Narendra Modi faces the normal range of political difficulties in his quest to rise to the top in India. But his toughest handicap may be something from his own past.
Violence from the past that clouds India's politics today
Last month the Gujarat High Court refused to grant a stay of proceedings to a senior Gujarat police officer accused of an alleged police atrocity in 1990. The officer, Sanjiv Bhatt, has continued to accuse the Chief Minister of Gujarat, Narendra Modi, of allowing communal violence against Muslims.
But Mr Bhatt's continuing legal problems may have already served their purpose: casting doubt on Mr Modi's involvement in the 2002 Ahmadabad Riots - clashes between Muslims and Hindus that killed hundreds - and thereby smoothing the way for the politician's ambitions to lead India.
It's an open debate as to whether the chief minister instigated the case against the officer to defend his own reputation. Mr Modi seeks to boost his national standing as he looks to become the Bharatiya Janata Party's (BJP) candidate for prime minister in the 2014 elections. To do that, extinguishing the notion that he condoned a pogrom in Gujarat is highly important.
A Modi candidacy raises huge questions, however, not only of his ability to lead the BJP to victory against the ruling Congress, but also of how India's strategic partners would deal with a prospective prime minister accused of permitting the massacre of some of the minority Muslim population.

Aim ->
Reproduce verbatim the stretch of the article on Narendra Modi from "A Modi candidacy" through "minority Muslim population.".

Recorded information ->

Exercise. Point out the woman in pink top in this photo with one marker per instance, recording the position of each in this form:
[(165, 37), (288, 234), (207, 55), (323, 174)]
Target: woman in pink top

Correct answer ->
A Modi candidacy raises huge questions, however, not only of his ability to lead the BJP to victory against the ruling Congress, but also of how India's strategic partners would deal with a prospective prime minister accused of permitting the massacre of some of the minority Muslim population.